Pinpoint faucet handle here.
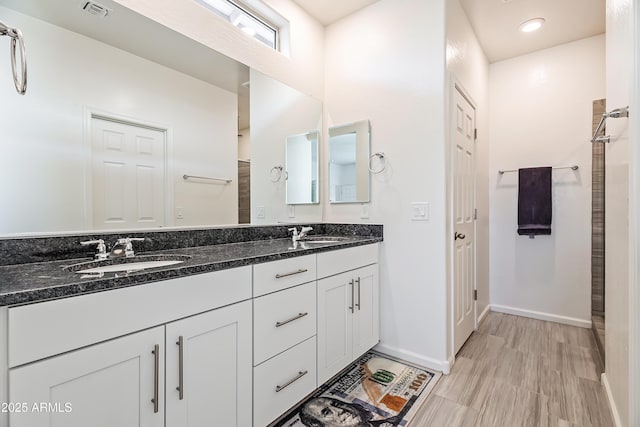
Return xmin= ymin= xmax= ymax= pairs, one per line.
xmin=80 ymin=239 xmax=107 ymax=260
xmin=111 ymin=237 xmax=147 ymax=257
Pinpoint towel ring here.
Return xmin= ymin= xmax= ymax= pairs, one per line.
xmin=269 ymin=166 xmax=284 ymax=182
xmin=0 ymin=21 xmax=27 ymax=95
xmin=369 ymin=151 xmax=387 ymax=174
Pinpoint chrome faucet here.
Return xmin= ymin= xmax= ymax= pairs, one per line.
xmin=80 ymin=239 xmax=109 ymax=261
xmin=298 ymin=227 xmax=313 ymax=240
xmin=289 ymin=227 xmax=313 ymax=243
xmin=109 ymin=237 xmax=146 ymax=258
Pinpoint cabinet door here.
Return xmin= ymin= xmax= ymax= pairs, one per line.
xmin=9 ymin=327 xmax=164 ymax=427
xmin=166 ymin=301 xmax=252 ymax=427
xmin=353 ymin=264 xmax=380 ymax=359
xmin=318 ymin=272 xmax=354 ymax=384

* * *

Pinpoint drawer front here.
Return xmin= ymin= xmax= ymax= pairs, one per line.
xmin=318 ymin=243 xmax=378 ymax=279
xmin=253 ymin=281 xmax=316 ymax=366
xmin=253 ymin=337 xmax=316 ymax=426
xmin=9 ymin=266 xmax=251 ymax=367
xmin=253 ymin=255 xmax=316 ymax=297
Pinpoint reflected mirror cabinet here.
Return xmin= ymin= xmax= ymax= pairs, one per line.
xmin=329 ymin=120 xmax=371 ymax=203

==

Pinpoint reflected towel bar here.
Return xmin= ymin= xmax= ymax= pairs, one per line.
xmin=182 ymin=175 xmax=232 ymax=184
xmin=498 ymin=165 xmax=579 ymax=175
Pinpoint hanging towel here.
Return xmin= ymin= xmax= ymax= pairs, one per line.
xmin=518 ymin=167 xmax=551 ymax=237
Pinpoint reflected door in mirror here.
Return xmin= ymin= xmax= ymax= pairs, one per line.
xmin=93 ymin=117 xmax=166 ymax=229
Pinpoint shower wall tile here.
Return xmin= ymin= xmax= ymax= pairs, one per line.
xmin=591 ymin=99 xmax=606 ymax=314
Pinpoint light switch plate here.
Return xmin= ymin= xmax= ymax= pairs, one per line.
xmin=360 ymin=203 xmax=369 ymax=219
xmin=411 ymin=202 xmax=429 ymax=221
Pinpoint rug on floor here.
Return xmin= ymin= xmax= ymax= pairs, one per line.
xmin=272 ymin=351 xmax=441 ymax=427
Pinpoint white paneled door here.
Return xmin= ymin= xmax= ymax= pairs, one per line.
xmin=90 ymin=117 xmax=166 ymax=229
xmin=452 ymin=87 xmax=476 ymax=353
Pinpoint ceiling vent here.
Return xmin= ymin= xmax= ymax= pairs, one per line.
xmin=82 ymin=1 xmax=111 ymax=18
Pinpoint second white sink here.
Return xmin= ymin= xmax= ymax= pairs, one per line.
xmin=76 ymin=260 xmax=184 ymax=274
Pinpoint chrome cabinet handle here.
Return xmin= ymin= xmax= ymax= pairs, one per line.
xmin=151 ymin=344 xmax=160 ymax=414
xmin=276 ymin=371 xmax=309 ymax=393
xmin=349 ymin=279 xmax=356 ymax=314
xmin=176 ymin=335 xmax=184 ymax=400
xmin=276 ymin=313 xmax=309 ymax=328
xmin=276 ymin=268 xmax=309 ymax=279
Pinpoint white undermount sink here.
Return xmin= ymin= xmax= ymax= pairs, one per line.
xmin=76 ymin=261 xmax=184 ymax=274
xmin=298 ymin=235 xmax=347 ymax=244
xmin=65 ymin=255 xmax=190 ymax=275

• [Task brief]:
Give the records from the line containing "Pinpoint shower wall tile here." up to and including the line containing "xmin=276 ymin=268 xmax=309 ymax=279" as a numbered list, leaving out any blank lines.

• [Solution to the problem]:
1. Pinpoint shower wall tile here.
2. Return xmin= ymin= xmax= ymax= pairs, one per line.
3. xmin=591 ymin=99 xmax=606 ymax=314
4. Pinpoint light switch plate here.
5. Return xmin= ymin= xmax= ymax= pairs, one per line.
6. xmin=360 ymin=203 xmax=369 ymax=219
7. xmin=411 ymin=202 xmax=429 ymax=221
8. Pinpoint rug on floor here.
9. Return xmin= ymin= xmax= ymax= pairs, one per line.
10. xmin=272 ymin=351 xmax=441 ymax=427
11. Pinpoint white paneled door here.
12. Return xmin= ymin= xmax= ymax= pairs, one per line.
13. xmin=90 ymin=117 xmax=166 ymax=229
14. xmin=452 ymin=87 xmax=476 ymax=353
15. Pinpoint ceiling vent here.
16. Return xmin= ymin= xmax= ymax= pairs, one per line.
17. xmin=82 ymin=1 xmax=111 ymax=18
18. Pinpoint second white sink here.
19. Return xmin= ymin= xmax= ymax= pairs, one per line.
20. xmin=76 ymin=260 xmax=184 ymax=274
21. Pinpoint chrome cabinet handle here.
22. Return xmin= ymin= xmax= ymax= pairs, one per line.
23. xmin=151 ymin=344 xmax=160 ymax=414
24. xmin=276 ymin=371 xmax=309 ymax=393
25. xmin=349 ymin=279 xmax=356 ymax=314
26. xmin=176 ymin=335 xmax=184 ymax=400
27. xmin=276 ymin=313 xmax=309 ymax=328
28. xmin=276 ymin=268 xmax=309 ymax=279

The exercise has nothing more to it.